<<<<
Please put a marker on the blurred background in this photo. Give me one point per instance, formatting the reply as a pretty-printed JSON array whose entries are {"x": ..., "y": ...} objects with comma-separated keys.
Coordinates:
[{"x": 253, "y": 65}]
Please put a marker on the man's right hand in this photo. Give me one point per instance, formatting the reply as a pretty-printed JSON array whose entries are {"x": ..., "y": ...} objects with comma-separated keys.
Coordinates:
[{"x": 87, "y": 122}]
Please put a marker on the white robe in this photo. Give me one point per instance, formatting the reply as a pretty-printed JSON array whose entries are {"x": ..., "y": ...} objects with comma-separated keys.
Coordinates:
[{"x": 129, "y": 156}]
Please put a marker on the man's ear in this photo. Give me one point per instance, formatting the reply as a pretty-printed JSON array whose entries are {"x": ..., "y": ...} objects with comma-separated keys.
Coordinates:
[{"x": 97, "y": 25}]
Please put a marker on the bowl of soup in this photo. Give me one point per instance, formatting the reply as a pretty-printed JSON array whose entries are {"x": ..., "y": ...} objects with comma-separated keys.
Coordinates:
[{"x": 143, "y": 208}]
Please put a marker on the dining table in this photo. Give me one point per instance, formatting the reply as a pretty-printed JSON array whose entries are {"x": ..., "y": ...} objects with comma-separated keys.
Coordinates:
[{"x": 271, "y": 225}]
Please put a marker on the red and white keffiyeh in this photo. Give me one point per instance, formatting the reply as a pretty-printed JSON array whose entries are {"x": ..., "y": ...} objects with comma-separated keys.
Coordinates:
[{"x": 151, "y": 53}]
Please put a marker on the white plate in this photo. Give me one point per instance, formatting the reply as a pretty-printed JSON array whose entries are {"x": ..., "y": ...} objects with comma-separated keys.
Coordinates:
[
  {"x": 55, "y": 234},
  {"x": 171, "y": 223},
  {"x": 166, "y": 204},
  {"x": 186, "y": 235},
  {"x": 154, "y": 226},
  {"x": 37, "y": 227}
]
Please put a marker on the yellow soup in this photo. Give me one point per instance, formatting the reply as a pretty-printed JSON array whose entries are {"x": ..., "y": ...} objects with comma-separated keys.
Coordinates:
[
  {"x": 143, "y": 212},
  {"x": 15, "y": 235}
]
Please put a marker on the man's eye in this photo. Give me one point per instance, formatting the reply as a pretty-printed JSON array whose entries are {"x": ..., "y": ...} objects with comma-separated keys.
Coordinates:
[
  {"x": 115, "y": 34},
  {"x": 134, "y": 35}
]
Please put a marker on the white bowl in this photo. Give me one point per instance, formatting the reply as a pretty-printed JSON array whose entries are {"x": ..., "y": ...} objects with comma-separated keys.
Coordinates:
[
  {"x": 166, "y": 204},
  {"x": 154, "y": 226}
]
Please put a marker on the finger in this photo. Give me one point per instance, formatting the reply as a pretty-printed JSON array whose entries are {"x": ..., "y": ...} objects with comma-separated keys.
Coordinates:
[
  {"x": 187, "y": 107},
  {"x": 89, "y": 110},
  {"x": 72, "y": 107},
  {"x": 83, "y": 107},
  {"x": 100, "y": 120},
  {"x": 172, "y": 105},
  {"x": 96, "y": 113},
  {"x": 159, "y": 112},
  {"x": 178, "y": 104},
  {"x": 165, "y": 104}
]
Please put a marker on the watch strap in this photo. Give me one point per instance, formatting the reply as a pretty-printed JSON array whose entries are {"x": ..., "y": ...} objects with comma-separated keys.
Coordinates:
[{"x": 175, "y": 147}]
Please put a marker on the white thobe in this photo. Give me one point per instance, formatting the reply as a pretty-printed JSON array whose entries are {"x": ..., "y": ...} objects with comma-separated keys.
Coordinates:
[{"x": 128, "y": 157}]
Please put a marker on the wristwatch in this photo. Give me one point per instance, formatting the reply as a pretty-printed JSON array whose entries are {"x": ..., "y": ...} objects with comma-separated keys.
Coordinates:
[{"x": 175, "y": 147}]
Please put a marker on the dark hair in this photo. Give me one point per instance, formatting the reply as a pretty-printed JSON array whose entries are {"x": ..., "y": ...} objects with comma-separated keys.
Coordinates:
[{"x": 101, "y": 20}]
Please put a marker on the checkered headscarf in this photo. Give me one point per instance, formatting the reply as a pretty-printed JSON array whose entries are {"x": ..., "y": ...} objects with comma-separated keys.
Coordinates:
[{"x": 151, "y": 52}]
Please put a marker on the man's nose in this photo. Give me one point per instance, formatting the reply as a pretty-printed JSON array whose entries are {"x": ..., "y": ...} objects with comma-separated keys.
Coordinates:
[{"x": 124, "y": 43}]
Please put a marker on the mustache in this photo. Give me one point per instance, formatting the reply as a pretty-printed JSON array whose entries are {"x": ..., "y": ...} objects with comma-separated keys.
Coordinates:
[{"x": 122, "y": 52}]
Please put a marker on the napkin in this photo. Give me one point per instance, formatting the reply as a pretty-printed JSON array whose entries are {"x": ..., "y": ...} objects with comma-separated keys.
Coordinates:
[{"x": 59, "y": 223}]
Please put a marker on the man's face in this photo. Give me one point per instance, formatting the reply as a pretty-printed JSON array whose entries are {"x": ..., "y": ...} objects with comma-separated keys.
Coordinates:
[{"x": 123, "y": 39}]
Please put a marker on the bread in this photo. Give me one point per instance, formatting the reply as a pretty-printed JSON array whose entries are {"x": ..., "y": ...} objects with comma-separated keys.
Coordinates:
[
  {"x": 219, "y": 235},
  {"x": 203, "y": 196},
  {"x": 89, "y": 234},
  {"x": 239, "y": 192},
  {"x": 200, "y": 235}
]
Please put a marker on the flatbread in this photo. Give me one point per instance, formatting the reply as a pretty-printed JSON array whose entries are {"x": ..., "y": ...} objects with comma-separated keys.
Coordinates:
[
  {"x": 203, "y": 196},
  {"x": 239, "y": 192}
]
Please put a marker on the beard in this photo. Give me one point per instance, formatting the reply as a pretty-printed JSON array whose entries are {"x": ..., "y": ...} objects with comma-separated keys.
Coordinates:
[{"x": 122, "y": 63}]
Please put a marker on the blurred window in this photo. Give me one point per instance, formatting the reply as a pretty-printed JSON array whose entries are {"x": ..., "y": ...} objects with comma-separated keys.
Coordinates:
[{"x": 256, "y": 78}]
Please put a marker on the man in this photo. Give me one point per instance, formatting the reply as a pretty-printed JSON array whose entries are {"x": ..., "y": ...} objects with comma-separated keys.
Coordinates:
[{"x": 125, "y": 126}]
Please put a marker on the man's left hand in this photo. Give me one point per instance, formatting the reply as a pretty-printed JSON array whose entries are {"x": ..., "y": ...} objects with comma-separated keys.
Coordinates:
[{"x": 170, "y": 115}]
>>>>
## [EXERCISE PROMPT]
Every entry must be output again, exactly as written above.

## [TASK OUTPUT]
Please put a marker on the blurred background in this photo. Give me one point per instance, formatting the reply as a pretty-printed JSON array whose entries are {"x": ..., "y": ...} objects with comma-separated keys.
Coordinates:
[{"x": 253, "y": 65}]
Please put a marker on the man's right hand in this photo. Give me one point per instance, formatting the reply as a pretty-printed JSON array whose entries are {"x": ..., "y": ...} objects with comma-separated keys.
Coordinates:
[{"x": 87, "y": 122}]
Please put a marker on the white robe in this photo. Give me one point per instance, formatting the reply as a pretty-printed JSON array whose entries are {"x": ..., "y": ...} objects with comma-separated keys.
Coordinates:
[{"x": 129, "y": 156}]
Please put a marker on the man's ear in this photo. Give me one point per instance, formatting the reply as a pretty-printed JSON array whose entries are {"x": ..., "y": ...} objects with comma-separated keys.
Coordinates:
[{"x": 97, "y": 25}]
Please put a marker on the bowl of soup in this photo. Give me one point per instance, formatting the reply as a pretty-printed JSON array whose entries are {"x": ..., "y": ...} objects with comma-separated keys.
Coordinates:
[{"x": 143, "y": 208}]
Please put a marker on the dining table in this photo. Give me one point per instance, formatting the reply as a pretty-printed JSON array whose entries are {"x": ..., "y": ...} objects with comma-separated keys.
Coordinates:
[{"x": 271, "y": 225}]
Please put a marker on the red and white keffiyeh in this photo. Give me one point per instance, formatting the reply as a pretty-printed JSON array whose entries are {"x": ..., "y": ...} objects with comma-separated keys.
Coordinates:
[{"x": 151, "y": 53}]
Please put a marker on the white plate in this photo. Give me one point per instance, formatting the reply as a pretty-printed JSON array whose entries are {"x": ..., "y": ...} objects with comma-separated keys.
Coordinates:
[
  {"x": 55, "y": 234},
  {"x": 171, "y": 223},
  {"x": 166, "y": 204},
  {"x": 186, "y": 235},
  {"x": 154, "y": 226},
  {"x": 37, "y": 227}
]
Please put a marker on the yellow soup in this photo. Give me one point per instance, formatting the reply as a pretty-printed JSON array whose entries are {"x": ..., "y": ...} objects with comma-separated keys.
Coordinates:
[
  {"x": 143, "y": 212},
  {"x": 15, "y": 235}
]
Please put a marker on the man's eye in this photo. Give me one point per instance, formatting the reply as a pretty-printed JSON array whose entries are {"x": ..., "y": ...} objects with comma-separated keys.
Coordinates:
[
  {"x": 115, "y": 34},
  {"x": 134, "y": 35}
]
Please put a marker on the white bowl in this photo. Give me one point per instance, formatting the reply as a pretty-printed JSON array whose entries are {"x": ..., "y": ...} objects with comma-separated keys.
Coordinates:
[
  {"x": 166, "y": 204},
  {"x": 154, "y": 226}
]
Please put a marker on the finger in this photo. Give me one point per instance, formatting the reply as a pretty-printed JSON array whose entries are {"x": ..., "y": ...} objects with comma-separated keys.
Coordinates:
[
  {"x": 187, "y": 107},
  {"x": 89, "y": 110},
  {"x": 72, "y": 107},
  {"x": 83, "y": 107},
  {"x": 100, "y": 120},
  {"x": 172, "y": 105},
  {"x": 96, "y": 113},
  {"x": 159, "y": 112},
  {"x": 178, "y": 104},
  {"x": 165, "y": 104}
]
Please put a marker on the watch strap in this photo. Give me one point per instance, formatting the reply as a pretty-printed JSON array whose entries are {"x": ..., "y": ...} objects with comma-separated keys.
Coordinates:
[{"x": 175, "y": 147}]
Please put a marker on the white thobe in this photo. Give me one point per instance, formatting the reply as a pretty-printed JSON array whose entries are {"x": ..., "y": ...} objects with comma-separated keys.
Coordinates:
[{"x": 128, "y": 157}]
Please put a marker on the wristwatch in this photo. Give me one point per instance, formatting the reply as a pretty-printed JSON array whose entries are {"x": ..., "y": ...} objects with comma-separated keys.
Coordinates:
[{"x": 175, "y": 147}]
Please put a marker on the dark hair in this photo. Give me one point per instance, formatting the reply as a pretty-printed JSON array whose entries are {"x": ..., "y": ...} objects with comma-separated keys.
Coordinates:
[{"x": 101, "y": 20}]
Please put a marker on the checkered headscarf in this photo. Give me one point per instance, formatting the reply as a pretty-printed JSON array whose entries are {"x": ..., "y": ...} objects with comma-separated keys.
Coordinates:
[{"x": 151, "y": 52}]
Please put a marker on the man's nose in this photo. Give me one point per instance, formatting the reply as a pretty-printed JSON array whose entries are {"x": ..., "y": ...} objects with comma-separated keys.
Coordinates:
[{"x": 124, "y": 43}]
Please put a marker on the mustache in this photo. Give me one point per instance, formatting the reply as a pretty-printed JSON array whose entries are {"x": ..., "y": ...} objects with comma-separated keys.
Coordinates:
[{"x": 122, "y": 52}]
Please put a marker on the napkin in this photo. Give me one point per instance, formatting the reply as a pretty-printed JSON array whose entries are {"x": ..., "y": ...} objects with comma-separated keys.
Coordinates:
[{"x": 59, "y": 223}]
Please put a marker on the man's face in this photo. Give me one point per instance, formatting the reply as a pretty-printed JSON array whose entries are {"x": ..., "y": ...} objects with comma-separated keys.
Coordinates:
[{"x": 123, "y": 39}]
Please put a marker on the bread in this photo. Give me one point per instance, formatting the reply as a pretty-printed JSON array whose entries are {"x": ..., "y": ...} objects with comma-separated keys.
Coordinates:
[
  {"x": 219, "y": 235},
  {"x": 203, "y": 196},
  {"x": 89, "y": 234},
  {"x": 239, "y": 192},
  {"x": 200, "y": 235}
]
Please put a marker on the flatbread in this photo. Give me one point per instance, formatting the reply as a pretty-printed JSON array whose entries are {"x": ..., "y": ...} objects with comma-separated keys.
Coordinates:
[
  {"x": 203, "y": 196},
  {"x": 239, "y": 192}
]
Please put a marker on the beard in this photo. Give me one point per instance, formatting the reply as a pretty-printed JSON array whose entries are {"x": ..., "y": ...} objects with comma-separated keys.
Coordinates:
[{"x": 122, "y": 63}]
Please put a marker on the blurred window in this photo. Give me one point per instance, formatting the reply as a pretty-printed JSON array whose entries are {"x": ..., "y": ...} objects with comma-separated keys.
Coordinates:
[{"x": 256, "y": 78}]
Please put a marker on the man in this photo. Give me one point per instance, formatting the reply as a pretty-printed JSON array whose entries are {"x": ..., "y": ...} objects with comma-separated keys.
Coordinates:
[{"x": 125, "y": 126}]
Please put a marker on the man's left hand in this photo. Give me one point per instance, formatting the reply as a pretty-printed JSON array whose entries are {"x": ..., "y": ...} objects with comma-separated keys.
Coordinates:
[{"x": 170, "y": 115}]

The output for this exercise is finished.